─── Source data ───

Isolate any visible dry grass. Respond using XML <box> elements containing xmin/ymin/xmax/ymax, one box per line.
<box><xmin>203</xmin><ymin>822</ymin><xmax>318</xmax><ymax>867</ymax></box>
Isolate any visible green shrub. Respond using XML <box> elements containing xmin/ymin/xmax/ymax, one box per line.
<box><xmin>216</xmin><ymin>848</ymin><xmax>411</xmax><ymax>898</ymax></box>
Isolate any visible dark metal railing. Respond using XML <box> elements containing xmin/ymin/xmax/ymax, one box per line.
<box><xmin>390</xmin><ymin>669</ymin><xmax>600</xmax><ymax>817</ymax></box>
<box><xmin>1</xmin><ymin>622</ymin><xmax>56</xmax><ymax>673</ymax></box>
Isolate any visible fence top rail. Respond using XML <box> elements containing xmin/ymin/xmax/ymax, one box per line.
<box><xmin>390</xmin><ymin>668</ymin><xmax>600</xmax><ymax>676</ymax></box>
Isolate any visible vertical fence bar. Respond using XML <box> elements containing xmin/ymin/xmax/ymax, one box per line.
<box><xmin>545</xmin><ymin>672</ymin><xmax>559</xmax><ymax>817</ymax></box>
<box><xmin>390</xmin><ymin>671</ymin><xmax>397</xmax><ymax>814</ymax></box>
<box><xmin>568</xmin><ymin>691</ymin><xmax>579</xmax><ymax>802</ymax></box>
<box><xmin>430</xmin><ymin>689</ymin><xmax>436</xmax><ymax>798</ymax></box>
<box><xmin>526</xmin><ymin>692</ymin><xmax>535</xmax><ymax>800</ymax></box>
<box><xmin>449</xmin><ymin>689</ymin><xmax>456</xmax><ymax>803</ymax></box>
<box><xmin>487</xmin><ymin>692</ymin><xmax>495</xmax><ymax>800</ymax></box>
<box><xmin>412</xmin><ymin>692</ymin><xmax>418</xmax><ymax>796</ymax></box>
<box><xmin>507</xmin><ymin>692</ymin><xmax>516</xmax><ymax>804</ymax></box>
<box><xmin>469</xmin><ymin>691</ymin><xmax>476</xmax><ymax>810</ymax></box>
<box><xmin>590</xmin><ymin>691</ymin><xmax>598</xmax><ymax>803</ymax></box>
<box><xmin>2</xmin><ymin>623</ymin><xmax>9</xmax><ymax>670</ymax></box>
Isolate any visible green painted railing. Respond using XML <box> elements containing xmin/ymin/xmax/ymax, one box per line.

───

Set down each record again, exactly as written.

Isolate any visible dry grass. Respond using XML <box> elements containing xmin/ymin/xmax/ymax, one box per line.
<box><xmin>203</xmin><ymin>822</ymin><xmax>318</xmax><ymax>867</ymax></box>
Isolate any visible green shrub. Respond using XML <box> elements containing xmin/ymin/xmax/ymax, one box per line.
<box><xmin>216</xmin><ymin>848</ymin><xmax>411</xmax><ymax>898</ymax></box>
Isolate any visible dark metal railing. Respond using XML <box> elements containing xmin/ymin/xmax/ymax, one box per line.
<box><xmin>390</xmin><ymin>669</ymin><xmax>600</xmax><ymax>817</ymax></box>
<box><xmin>1</xmin><ymin>622</ymin><xmax>56</xmax><ymax>673</ymax></box>
Isolate any visible fence top rail. Respond using XML <box> elements containing xmin/ymin/xmax/ymax, one box per line.
<box><xmin>390</xmin><ymin>668</ymin><xmax>600</xmax><ymax>676</ymax></box>
Isolate any visible vertical fence bar. Respond using XML <box> elements containing xmin/ymin/xmax/ymax, one box per line.
<box><xmin>545</xmin><ymin>672</ymin><xmax>559</xmax><ymax>817</ymax></box>
<box><xmin>390</xmin><ymin>671</ymin><xmax>397</xmax><ymax>814</ymax></box>
<box><xmin>568</xmin><ymin>691</ymin><xmax>579</xmax><ymax>802</ymax></box>
<box><xmin>430</xmin><ymin>689</ymin><xmax>436</xmax><ymax>798</ymax></box>
<box><xmin>526</xmin><ymin>692</ymin><xmax>535</xmax><ymax>800</ymax></box>
<box><xmin>449</xmin><ymin>689</ymin><xmax>456</xmax><ymax>803</ymax></box>
<box><xmin>487</xmin><ymin>692</ymin><xmax>495</xmax><ymax>800</ymax></box>
<box><xmin>412</xmin><ymin>692</ymin><xmax>418</xmax><ymax>796</ymax></box>
<box><xmin>507</xmin><ymin>692</ymin><xmax>516</xmax><ymax>804</ymax></box>
<box><xmin>469</xmin><ymin>691</ymin><xmax>476</xmax><ymax>810</ymax></box>
<box><xmin>590</xmin><ymin>691</ymin><xmax>598</xmax><ymax>803</ymax></box>
<box><xmin>2</xmin><ymin>623</ymin><xmax>9</xmax><ymax>670</ymax></box>
Isolate any visible green painted railing. Respond using XML <box> elements containing xmin/ymin/xmax/ymax, one box per line.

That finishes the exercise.